▶ **選んだ文章**:
平安神宮(写真: soulman / PIXTA)

今年の大河ドラマ『光る君へ』は、紫式部が主人公。主役を吉高由里子さんが務めています。今回は恥とされていた「宮仕え」を紫式部がどのように考えていたのか紹介します。

著者フォローをすると、連載の新しい記事が公開されたときにお知らせメールが届きます。

宮仕えは名誉なことだったのか?

長保3年(1001年)に夫の藤原宣孝を亡くした紫式部は、その4年後の寛弘2年(1005年)頃に、一条天皇の中宮・彰子に女房(女官)として仕えることになったと言われています。

紫式部は、35歳になっていたようです。宮仕え、それも天皇の后に仕えるというというのは、当時であっても大変名誉なことです。その女性の家族も大歓迎だったと想像するかもしれませんが、必ずしもそうではありません。

紫式部と同時代人で、一条天皇の中宮・定子に仕えた女性・清少納言。彼女は随筆『枕草子』の著者として有名ですが、その中で、宮仕えについて、こんなことを述べているのです。

「宮仕えをする女性を、浅薄で、世間体の悪いことだと言ったり、思っている男」は「いと憎けれ」と。

つまり、宮仕えする女性を浅薄で世間体の悪いことだと思っていた人(男性)が多かったことを示しています。

清少納言はそのような男たちを「憎い」と述べつつも、「しかし、実際に考えてみると、それももっともな点もある」と書いているのです。いきなり前言撤回かと突っ込みたくなりますが、まずは、清少納言の言い分も聞いてみましょう。

「天皇をはじめ、公卿・殿上人・その他、五位・四位といった貴族の人々はもとより、女房の顔かたちを見ない人は少ない。女房の従者や、実家からの使者、召使、下賤の者に至るまで、女房がそれら下々の者にも姿を見せないということがあっただろうか。もしかしたら、男性のほうが女房のように、誰にでも姿を見せるということはないのかもしれない」

男性たちが宮仕えを軽薄だと感じたわけ

現代人からしたら、清少納言が宮仕えの何をそんなに嫌がっているのか、今ひとつピンとこないかもしれません。

上流階級に属する女性は、他人にめったに姿を見せないことをよしとしていました。そうであるのに、宮廷に仕える女房は、前述したように、多くの者と接することになります。

そのことを軽薄だと世の男性は思い、清少納言も「そうかもしれない」と心のどこかで感じていたということです。

平安時代中期の公卿で日記『小右記』を書いたことで有名な藤原実資も、宮仕えについて「最近は、太政大臣や大納言の娘でも、父が死ぬと皆宮仕えに出るが、世間ではこれを嘆かわしいとしている。末代の公卿の娘は先祖の恥さらしというものだ」とまで日記に書いています。

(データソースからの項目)
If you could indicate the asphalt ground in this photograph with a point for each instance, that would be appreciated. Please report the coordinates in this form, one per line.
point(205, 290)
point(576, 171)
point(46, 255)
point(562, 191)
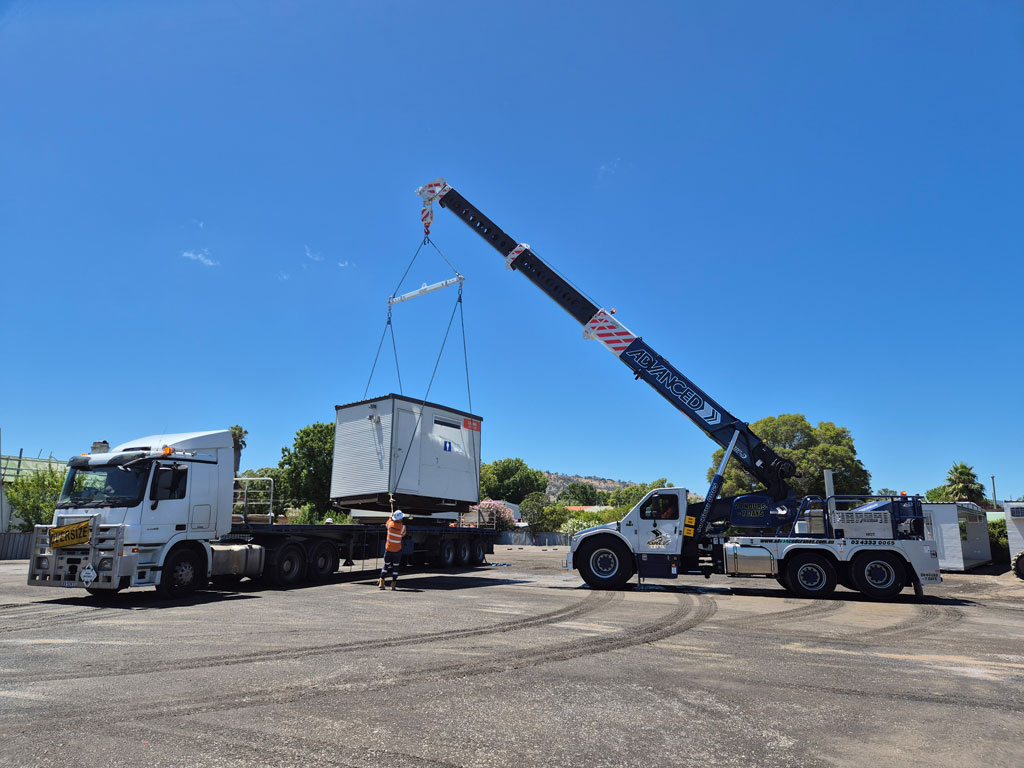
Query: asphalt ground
point(515, 664)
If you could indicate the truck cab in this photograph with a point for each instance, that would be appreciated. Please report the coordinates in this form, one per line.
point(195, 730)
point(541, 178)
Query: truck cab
point(122, 514)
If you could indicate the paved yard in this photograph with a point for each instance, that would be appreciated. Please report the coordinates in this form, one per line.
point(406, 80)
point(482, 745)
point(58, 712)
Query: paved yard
point(513, 665)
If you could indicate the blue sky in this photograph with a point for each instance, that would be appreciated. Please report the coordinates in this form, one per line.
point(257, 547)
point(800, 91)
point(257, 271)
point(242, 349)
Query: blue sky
point(808, 208)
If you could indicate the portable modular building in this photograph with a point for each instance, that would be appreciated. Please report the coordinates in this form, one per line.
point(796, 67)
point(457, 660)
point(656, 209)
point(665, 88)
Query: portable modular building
point(414, 454)
point(960, 530)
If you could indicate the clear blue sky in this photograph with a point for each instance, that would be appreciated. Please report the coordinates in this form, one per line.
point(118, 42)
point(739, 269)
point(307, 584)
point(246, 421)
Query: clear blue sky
point(807, 207)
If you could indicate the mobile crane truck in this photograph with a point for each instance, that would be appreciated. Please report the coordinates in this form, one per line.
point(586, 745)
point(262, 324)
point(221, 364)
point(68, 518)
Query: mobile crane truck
point(809, 545)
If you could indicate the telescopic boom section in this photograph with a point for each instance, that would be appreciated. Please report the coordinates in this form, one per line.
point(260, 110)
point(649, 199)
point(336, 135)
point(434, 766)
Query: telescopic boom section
point(719, 424)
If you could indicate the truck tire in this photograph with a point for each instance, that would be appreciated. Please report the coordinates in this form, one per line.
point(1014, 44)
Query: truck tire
point(605, 564)
point(448, 554)
point(1017, 564)
point(462, 552)
point(879, 574)
point(477, 552)
point(182, 573)
point(323, 561)
point(288, 566)
point(810, 574)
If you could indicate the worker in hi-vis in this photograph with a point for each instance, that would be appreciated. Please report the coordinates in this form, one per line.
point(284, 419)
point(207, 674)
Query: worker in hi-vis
point(392, 548)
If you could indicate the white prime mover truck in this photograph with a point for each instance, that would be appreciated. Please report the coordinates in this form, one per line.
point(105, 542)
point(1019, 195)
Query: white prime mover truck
point(158, 511)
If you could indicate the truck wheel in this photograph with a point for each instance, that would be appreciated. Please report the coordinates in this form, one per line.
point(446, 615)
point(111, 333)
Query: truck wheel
point(448, 553)
point(477, 552)
point(289, 566)
point(323, 561)
point(462, 553)
point(181, 573)
point(605, 564)
point(1017, 564)
point(808, 574)
point(879, 574)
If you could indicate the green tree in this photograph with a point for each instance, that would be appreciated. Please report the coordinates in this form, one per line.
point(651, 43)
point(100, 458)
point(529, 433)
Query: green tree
point(239, 438)
point(510, 480)
point(813, 450)
point(307, 467)
point(281, 493)
point(34, 497)
point(962, 484)
point(630, 496)
point(579, 495)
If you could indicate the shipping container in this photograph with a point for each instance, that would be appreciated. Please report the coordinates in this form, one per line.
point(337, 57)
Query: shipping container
point(412, 454)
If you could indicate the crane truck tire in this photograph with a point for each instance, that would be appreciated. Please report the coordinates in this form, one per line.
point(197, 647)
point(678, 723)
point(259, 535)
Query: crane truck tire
point(879, 574)
point(605, 563)
point(1017, 564)
point(477, 552)
point(810, 574)
point(286, 566)
point(183, 572)
point(323, 561)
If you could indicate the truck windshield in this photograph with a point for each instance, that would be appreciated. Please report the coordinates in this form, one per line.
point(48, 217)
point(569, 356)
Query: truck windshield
point(104, 486)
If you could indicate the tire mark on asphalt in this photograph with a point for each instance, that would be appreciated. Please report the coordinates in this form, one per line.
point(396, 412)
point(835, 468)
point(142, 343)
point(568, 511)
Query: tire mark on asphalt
point(686, 615)
point(594, 601)
point(928, 620)
point(813, 609)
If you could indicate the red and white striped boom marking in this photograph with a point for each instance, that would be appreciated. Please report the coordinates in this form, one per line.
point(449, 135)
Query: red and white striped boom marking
point(609, 332)
point(515, 253)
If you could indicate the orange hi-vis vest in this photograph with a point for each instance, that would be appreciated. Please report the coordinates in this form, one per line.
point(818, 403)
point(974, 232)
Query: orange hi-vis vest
point(395, 530)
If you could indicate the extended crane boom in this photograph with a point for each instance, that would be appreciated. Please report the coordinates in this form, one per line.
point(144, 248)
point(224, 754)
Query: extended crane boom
point(767, 466)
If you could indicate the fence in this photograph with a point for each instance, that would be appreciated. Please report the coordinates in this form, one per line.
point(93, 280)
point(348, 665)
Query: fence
point(15, 546)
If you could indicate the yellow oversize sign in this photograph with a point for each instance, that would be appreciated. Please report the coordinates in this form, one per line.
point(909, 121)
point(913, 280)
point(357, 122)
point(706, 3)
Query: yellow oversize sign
point(69, 536)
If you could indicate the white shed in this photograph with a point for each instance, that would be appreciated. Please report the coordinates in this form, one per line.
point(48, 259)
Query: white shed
point(960, 530)
point(426, 456)
point(1015, 527)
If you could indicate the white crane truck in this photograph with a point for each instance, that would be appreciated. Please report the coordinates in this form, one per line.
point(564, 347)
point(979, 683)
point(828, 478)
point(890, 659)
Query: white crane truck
point(872, 545)
point(158, 511)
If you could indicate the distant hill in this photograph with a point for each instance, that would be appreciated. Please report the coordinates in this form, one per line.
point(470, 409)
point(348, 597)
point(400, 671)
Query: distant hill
point(558, 481)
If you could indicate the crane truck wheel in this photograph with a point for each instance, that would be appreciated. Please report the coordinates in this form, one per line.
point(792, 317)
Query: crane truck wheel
point(323, 561)
point(605, 564)
point(182, 573)
point(879, 574)
point(809, 574)
point(1017, 564)
point(288, 567)
point(477, 552)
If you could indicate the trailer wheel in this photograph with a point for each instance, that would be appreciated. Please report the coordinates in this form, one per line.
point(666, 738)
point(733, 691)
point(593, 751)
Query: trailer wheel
point(323, 561)
point(477, 552)
point(879, 574)
point(448, 553)
point(1017, 564)
point(808, 574)
point(289, 566)
point(605, 564)
point(181, 574)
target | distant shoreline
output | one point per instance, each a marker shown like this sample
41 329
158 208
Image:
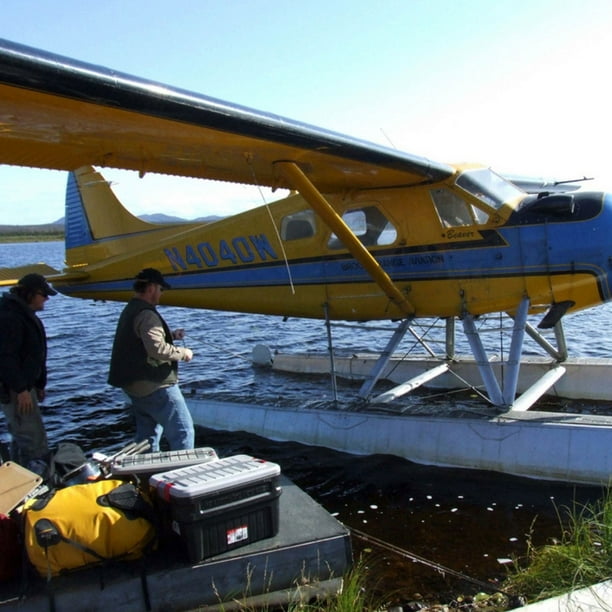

▶ **取り組む課題**:
宮仕えの文章について、次の問いに答えてください。
1. 紫式部が夫の藤原宣孝を亡くしたのは何年か。
2. 清少納言が仕えたのは一条天皇のどの中宮か。
3. 藤原実資が書いた日記の名前は何か。

▶ **今回の解答**:
1. 長保3年(1001年)
2. 定子
3. 『小右記』